(Data for analysis Opens)

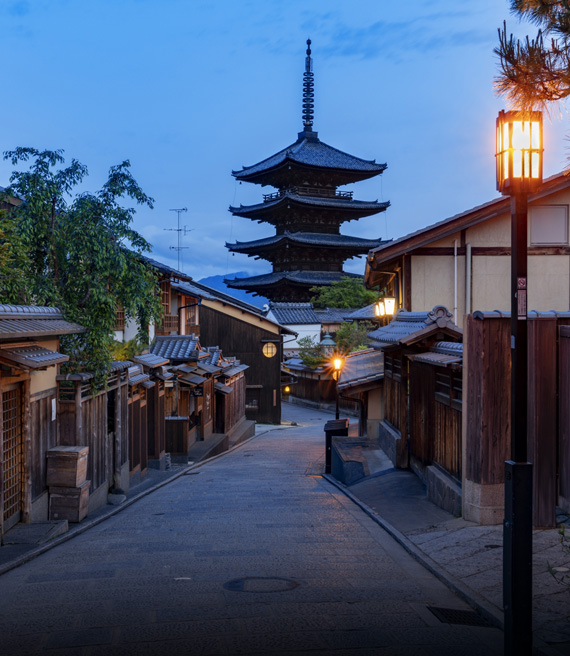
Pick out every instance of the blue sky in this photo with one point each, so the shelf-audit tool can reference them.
(190, 90)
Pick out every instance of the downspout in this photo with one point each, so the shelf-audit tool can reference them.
(455, 281)
(468, 279)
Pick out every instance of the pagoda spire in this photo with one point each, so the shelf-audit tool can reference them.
(308, 91)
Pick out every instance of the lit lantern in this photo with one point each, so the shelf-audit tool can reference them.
(519, 152)
(385, 306)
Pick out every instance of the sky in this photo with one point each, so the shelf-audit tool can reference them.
(189, 90)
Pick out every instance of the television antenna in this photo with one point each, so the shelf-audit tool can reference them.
(181, 231)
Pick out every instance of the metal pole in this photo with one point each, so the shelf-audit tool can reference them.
(517, 528)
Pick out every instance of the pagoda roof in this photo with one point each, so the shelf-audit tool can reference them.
(317, 239)
(343, 203)
(310, 151)
(294, 277)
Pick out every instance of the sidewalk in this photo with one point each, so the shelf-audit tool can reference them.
(467, 557)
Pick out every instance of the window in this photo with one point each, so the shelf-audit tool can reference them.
(549, 225)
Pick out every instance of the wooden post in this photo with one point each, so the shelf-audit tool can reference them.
(1, 467)
(118, 433)
(78, 415)
(26, 429)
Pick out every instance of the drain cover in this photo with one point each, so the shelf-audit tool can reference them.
(455, 616)
(261, 584)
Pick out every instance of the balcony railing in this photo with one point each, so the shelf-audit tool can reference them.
(308, 191)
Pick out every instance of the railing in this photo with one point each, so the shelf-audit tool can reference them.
(308, 191)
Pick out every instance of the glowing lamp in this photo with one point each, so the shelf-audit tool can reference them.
(519, 152)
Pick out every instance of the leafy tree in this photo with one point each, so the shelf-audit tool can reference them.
(82, 255)
(536, 72)
(311, 352)
(353, 336)
(346, 293)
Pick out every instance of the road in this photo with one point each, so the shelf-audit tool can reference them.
(250, 553)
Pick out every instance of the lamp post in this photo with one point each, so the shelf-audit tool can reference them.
(385, 306)
(519, 172)
(338, 364)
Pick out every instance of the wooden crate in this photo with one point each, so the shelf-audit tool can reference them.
(67, 466)
(69, 502)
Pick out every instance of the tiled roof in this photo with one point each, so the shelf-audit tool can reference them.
(30, 321)
(307, 239)
(333, 202)
(300, 277)
(333, 315)
(151, 360)
(312, 152)
(34, 357)
(361, 368)
(294, 313)
(366, 313)
(409, 327)
(180, 348)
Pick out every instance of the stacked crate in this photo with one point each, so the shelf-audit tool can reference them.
(66, 480)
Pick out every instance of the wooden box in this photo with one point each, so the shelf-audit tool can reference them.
(67, 466)
(69, 502)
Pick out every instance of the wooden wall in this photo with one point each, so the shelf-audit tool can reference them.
(245, 341)
(43, 437)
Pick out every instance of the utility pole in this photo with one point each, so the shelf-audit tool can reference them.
(179, 230)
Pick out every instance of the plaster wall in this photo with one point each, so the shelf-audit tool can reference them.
(43, 380)
(494, 232)
(491, 283)
(433, 283)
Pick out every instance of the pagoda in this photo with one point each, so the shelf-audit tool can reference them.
(307, 211)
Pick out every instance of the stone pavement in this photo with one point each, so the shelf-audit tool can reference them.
(247, 553)
(255, 552)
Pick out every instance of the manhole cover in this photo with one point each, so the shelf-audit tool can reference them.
(455, 616)
(261, 584)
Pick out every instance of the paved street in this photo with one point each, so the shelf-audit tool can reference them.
(250, 553)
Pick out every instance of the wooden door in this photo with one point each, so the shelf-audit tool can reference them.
(13, 456)
(564, 419)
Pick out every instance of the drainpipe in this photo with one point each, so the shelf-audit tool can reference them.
(468, 279)
(455, 281)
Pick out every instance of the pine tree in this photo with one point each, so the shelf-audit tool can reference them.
(534, 73)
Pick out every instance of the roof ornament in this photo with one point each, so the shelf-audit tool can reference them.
(308, 91)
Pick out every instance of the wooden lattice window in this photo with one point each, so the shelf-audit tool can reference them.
(13, 452)
(449, 388)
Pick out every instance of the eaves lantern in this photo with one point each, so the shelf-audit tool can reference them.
(519, 152)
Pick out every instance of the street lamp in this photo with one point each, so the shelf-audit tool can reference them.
(338, 363)
(519, 172)
(385, 306)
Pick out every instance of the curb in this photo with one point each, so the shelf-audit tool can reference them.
(485, 608)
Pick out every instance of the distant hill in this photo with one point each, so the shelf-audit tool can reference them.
(217, 282)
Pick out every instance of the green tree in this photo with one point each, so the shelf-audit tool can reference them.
(311, 352)
(346, 293)
(353, 336)
(536, 72)
(82, 254)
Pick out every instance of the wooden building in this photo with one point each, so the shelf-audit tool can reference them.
(463, 262)
(307, 211)
(420, 427)
(29, 359)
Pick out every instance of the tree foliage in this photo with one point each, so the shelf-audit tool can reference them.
(536, 72)
(346, 293)
(353, 336)
(78, 252)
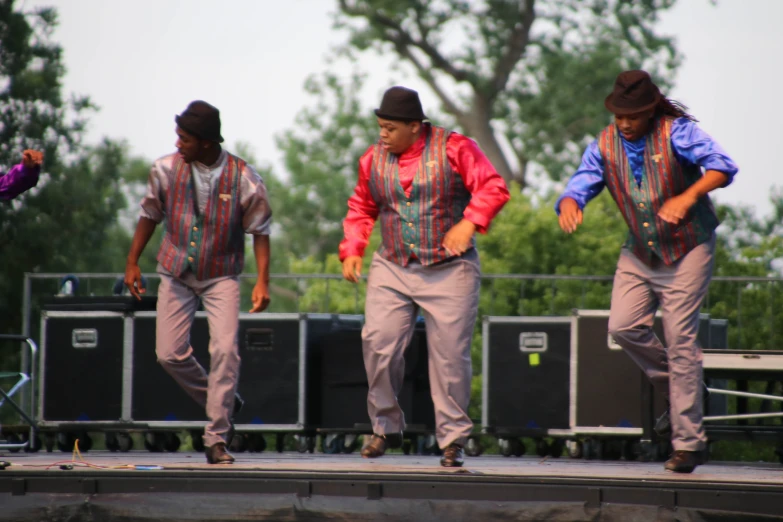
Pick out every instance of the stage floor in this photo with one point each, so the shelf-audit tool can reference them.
(274, 486)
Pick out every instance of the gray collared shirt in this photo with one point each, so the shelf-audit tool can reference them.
(256, 213)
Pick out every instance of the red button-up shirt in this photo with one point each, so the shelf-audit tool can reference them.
(488, 190)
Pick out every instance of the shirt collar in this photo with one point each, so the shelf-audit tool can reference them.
(218, 164)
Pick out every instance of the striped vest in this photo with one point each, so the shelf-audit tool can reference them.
(212, 244)
(417, 224)
(664, 177)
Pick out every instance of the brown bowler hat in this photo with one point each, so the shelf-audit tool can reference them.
(202, 120)
(400, 104)
(634, 91)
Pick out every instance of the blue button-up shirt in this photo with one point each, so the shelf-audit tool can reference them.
(690, 144)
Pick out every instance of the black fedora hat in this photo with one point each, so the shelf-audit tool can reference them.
(201, 120)
(634, 91)
(400, 103)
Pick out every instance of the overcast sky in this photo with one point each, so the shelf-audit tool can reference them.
(143, 61)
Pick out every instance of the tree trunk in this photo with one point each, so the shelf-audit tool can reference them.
(477, 126)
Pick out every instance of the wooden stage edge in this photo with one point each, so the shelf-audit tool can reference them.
(180, 486)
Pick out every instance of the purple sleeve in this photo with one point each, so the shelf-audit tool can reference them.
(697, 147)
(588, 181)
(18, 180)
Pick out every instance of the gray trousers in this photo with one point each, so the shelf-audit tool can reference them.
(676, 370)
(177, 303)
(447, 295)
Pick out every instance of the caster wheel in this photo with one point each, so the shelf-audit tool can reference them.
(663, 450)
(49, 442)
(35, 445)
(575, 449)
(13, 438)
(630, 450)
(647, 451)
(170, 442)
(351, 442)
(305, 444)
(505, 447)
(429, 445)
(473, 447)
(511, 447)
(591, 449)
(124, 442)
(85, 442)
(556, 448)
(542, 448)
(110, 440)
(65, 441)
(238, 443)
(256, 443)
(197, 440)
(332, 443)
(611, 449)
(153, 442)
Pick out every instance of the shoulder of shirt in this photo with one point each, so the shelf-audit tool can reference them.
(248, 170)
(682, 123)
(164, 163)
(369, 152)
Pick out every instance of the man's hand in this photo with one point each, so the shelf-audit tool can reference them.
(260, 296)
(457, 239)
(570, 215)
(133, 280)
(675, 209)
(32, 158)
(352, 268)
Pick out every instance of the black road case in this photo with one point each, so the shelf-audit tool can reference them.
(273, 376)
(85, 351)
(342, 391)
(526, 375)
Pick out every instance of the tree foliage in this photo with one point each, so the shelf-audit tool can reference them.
(523, 76)
(69, 222)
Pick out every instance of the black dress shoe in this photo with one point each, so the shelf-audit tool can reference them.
(453, 456)
(685, 461)
(663, 425)
(238, 403)
(379, 444)
(217, 454)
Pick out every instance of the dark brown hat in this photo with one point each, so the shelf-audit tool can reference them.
(633, 92)
(402, 104)
(201, 120)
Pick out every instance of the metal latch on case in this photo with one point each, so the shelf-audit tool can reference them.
(259, 339)
(84, 338)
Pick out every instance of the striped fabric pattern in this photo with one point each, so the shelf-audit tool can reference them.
(211, 245)
(416, 224)
(664, 177)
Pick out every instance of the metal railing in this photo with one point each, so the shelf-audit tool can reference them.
(753, 306)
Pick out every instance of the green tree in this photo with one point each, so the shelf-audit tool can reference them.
(527, 76)
(321, 158)
(69, 222)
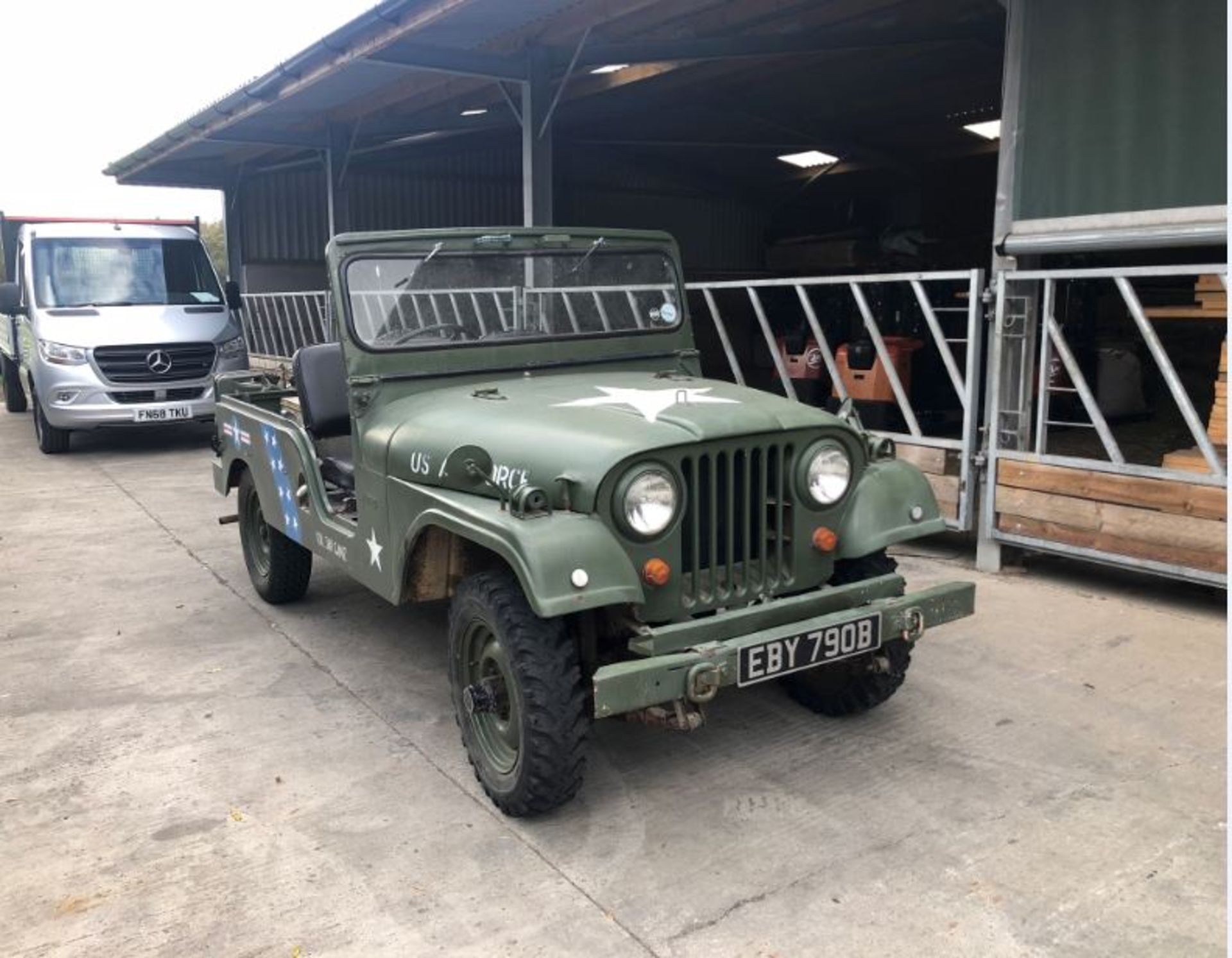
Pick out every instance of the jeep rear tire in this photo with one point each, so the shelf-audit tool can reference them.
(10, 381)
(51, 439)
(280, 568)
(518, 696)
(855, 685)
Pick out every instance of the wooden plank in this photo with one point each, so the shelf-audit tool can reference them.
(1141, 525)
(928, 458)
(1166, 495)
(1213, 562)
(1190, 461)
(925, 458)
(945, 488)
(1185, 313)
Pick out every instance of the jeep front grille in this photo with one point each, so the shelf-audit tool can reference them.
(737, 524)
(132, 364)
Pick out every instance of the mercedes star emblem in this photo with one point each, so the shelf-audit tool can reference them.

(Data for analysis Closes)

Task brief:
The expected answer is an exact copy of the lines beginning at the one with "Pick out every instance of the wooden plank" and running to the end of the entries above.

Expected answer:
Pick out every instance of the wooden plank in this photo with one point each, so the shelf-audit tool can reference them.
(1141, 525)
(928, 458)
(1166, 495)
(1213, 562)
(1190, 461)
(925, 458)
(945, 488)
(1185, 313)
Pick out every instance of the jeep front grille in this photo with one point each, so the shelf-audit tool can reference them.
(737, 524)
(132, 364)
Pick out every instance of the mercedes star emblem in this photo with one point each, so the shelf-audit tool can reference them.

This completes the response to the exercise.